• WORK ORDER:
Every record listed below should be copied exactly.

Collected data
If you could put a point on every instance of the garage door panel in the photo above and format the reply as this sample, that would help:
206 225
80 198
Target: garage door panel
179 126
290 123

• ANSWER TO THIS PROBLEM:
If you could put a point on every instance of the garage door panel in the photo above and format the reply as this sample, that would help:
206 225
80 198
Target: garage door panel
179 126
290 123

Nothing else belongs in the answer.